:: THE REQUEST ::
Beginning at the line containing "TARGET: log wall" and continuing to the end of the records below, give each line again exactly as it stands, and only those lines.

[Location identification items]
************
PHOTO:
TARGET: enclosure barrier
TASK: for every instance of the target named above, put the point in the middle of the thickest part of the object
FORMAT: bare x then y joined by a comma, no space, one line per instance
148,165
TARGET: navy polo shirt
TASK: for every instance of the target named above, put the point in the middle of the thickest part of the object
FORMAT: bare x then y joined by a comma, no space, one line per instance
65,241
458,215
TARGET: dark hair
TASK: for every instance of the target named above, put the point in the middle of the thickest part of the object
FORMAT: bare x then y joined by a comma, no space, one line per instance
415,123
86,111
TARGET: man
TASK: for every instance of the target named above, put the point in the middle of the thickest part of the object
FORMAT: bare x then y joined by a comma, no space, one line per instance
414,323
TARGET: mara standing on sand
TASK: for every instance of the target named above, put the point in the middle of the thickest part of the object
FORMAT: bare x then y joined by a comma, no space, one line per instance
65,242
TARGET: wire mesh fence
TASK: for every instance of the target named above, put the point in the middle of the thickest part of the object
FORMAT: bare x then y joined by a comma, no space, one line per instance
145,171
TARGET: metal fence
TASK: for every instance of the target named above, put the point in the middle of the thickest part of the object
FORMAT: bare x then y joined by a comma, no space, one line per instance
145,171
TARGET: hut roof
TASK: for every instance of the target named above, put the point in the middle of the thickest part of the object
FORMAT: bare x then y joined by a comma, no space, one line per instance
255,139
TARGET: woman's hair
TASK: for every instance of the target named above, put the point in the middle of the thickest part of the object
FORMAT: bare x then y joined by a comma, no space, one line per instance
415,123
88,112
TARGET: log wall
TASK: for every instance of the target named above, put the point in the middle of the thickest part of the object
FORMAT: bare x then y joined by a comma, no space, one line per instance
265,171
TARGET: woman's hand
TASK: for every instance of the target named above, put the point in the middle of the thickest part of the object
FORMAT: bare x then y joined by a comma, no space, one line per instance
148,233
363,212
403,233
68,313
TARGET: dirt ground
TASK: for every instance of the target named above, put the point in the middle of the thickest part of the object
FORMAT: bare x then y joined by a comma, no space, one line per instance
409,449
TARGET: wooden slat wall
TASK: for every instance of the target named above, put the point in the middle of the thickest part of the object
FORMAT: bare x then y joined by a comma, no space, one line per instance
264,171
************
:: RESPONSE TO THIS EXERCISE ::
TARGET: log wall
TASK: for every instance of the target named above, put the point in the middle of the thickest part of the object
FORMAT: bare x then y joined by a comma, no space, one line per instance
265,171
TARGET: woman's hand
TASK: for every instance of the target named above, put the point in the middle of the thickest part of the object
FORMAT: bare x then y joined by a comma, no space, one line per instance
148,233
363,212
403,233
68,313
TARGET: dirt ground
TASK: for every instance of the target named above, put the point in the middle of the thickest part of the object
FORMAT: bare x then y joined by a comma, no space, one line per instance
409,449
TARGET: wooden slat wall
TASK: for every instance of the target named above, put the point in the middle of the thickest part of the object
FORMAT: bare x then y joined by a comma, no space, one line per instance
264,171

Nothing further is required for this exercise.